▸ EXERCISE PROMPT: Nothing in the records below should be altered when they are retyped.

Collected data entries
# # # #
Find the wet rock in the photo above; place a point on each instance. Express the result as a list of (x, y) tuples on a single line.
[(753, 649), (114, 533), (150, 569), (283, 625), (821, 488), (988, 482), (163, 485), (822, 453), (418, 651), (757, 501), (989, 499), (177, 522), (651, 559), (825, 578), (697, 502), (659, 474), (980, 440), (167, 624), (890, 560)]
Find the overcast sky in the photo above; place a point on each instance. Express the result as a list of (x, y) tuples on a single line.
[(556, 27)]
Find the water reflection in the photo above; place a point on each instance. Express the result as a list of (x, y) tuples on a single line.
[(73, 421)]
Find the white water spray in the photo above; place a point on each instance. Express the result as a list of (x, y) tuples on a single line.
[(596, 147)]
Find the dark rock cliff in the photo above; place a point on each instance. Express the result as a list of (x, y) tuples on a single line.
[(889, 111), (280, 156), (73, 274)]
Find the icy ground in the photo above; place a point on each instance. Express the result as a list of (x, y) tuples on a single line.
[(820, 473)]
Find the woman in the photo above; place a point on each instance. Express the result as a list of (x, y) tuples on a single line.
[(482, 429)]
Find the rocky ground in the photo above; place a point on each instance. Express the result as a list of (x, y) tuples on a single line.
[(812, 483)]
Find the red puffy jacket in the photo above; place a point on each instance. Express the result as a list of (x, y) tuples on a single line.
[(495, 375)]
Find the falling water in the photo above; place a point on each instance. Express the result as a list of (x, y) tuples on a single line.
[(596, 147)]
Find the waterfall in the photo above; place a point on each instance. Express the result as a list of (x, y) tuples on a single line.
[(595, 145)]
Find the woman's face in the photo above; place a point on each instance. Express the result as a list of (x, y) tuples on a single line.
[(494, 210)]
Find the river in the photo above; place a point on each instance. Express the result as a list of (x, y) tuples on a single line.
# # # #
▸ WRITTEN RESPONSE:
Find the wet rock in the photo above; place a point on each instance. Express the result as a list of (x, y) tuples on a single line.
[(753, 649), (114, 533), (150, 569), (283, 625), (821, 488), (988, 482), (163, 485), (822, 453), (418, 651), (757, 501), (989, 499), (177, 522), (651, 559), (825, 578), (697, 502), (659, 474), (980, 440), (167, 624), (890, 560)]
Find the overcast sky in the photo above; place a point on each instance. Express the result as a list of (x, y) tuples on a single line.
[(556, 27)]
Find the water reflection in the photo above; place a point on each instance. Express the result as a list of (x, y) tuples on a single line.
[(73, 421)]
Find the white water spray in the photo above; place a point on each instance. Express the result as a list of (x, y) tuples on a single line.
[(596, 147)]
Find the dark rock cliff in the photo above; place a point on each instance. Express the result as a list of (x, y) tuples on a single line.
[(889, 111), (280, 156), (73, 274)]
Find the icy ground in the photo above; place a point on each instance. Express the result as a list of (x, y) tuples on a single line.
[(820, 473)]
Find the woman in the photo above; place a point on each instance. Express the result as a list of (x, y) tuples on a single line.
[(482, 429)]
Find the rocky ground in the photo above; place a point on each instance. Express the result as a list of (x, y) tuples on a single line.
[(812, 483)]
Find the red puffy jacket in the photo above; place a point on each instance. Express the result as a list of (x, y) tuples on a single line.
[(495, 375)]
Find the falling water in the photo above; place a point on each instance. Express the result as a list of (x, y) tuples on a single line.
[(596, 147)]
Find the waterfall in the photo above; place a point on each instance. Express the result as a list of (x, y) tuples on a single line.
[(595, 145)]
Find the woman's face in the photo above; place a point on each instance. Express the result as a list of (x, y) tuples on a single line.
[(494, 210)]
Find the river in the photo above; place a point on each instance. Express the result as a list of (x, y) tuples on a single line.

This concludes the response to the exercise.